How many lines in the listing below include the word "like"? Reply with the count alone.

-- DATASET CONTENT follows --

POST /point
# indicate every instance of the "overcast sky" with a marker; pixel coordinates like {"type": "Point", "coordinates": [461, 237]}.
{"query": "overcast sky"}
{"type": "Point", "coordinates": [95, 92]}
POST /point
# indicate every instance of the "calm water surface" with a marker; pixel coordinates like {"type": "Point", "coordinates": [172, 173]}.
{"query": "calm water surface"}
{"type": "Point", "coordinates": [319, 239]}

-- DATASET CONTENT concluded --
-- DATASET CONTENT follows --

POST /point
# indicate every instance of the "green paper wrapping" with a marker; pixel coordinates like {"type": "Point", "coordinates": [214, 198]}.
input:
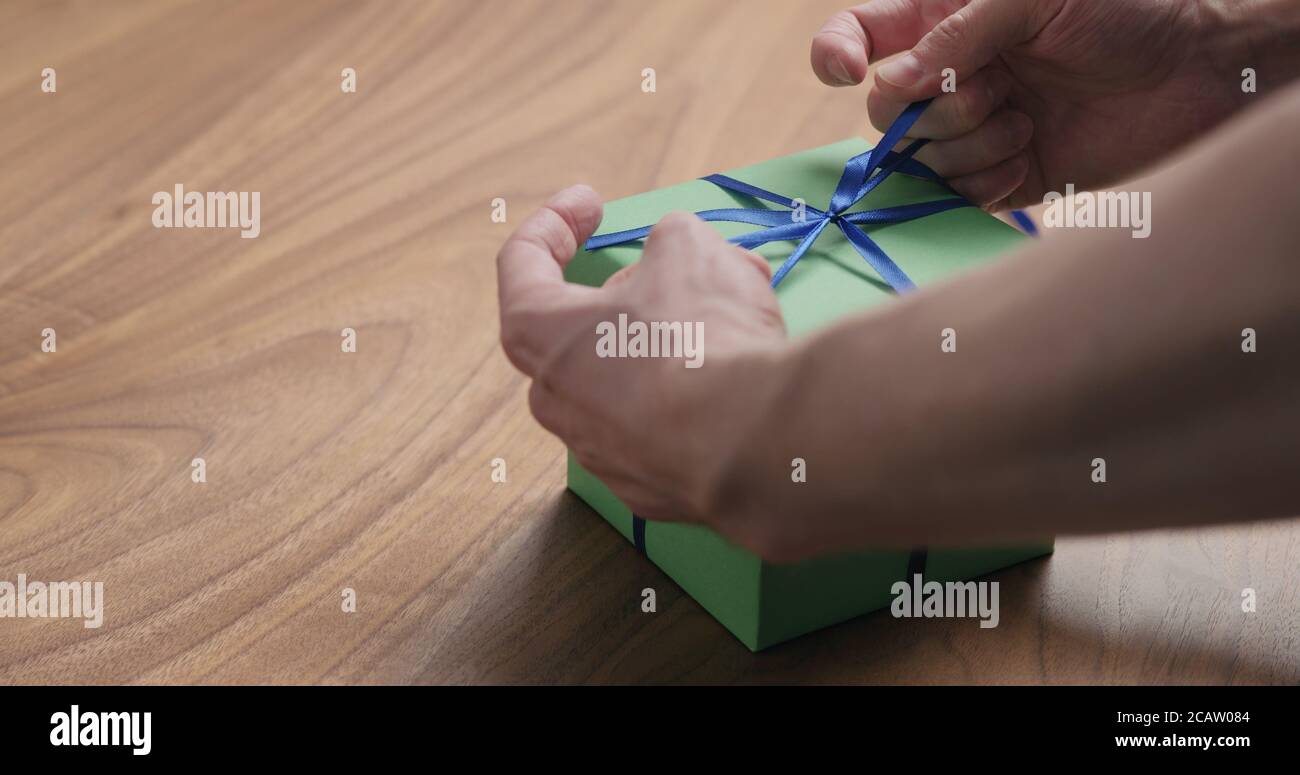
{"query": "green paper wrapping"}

-- DATASET CONTENT concluded --

[YOUR SOLUTION]
3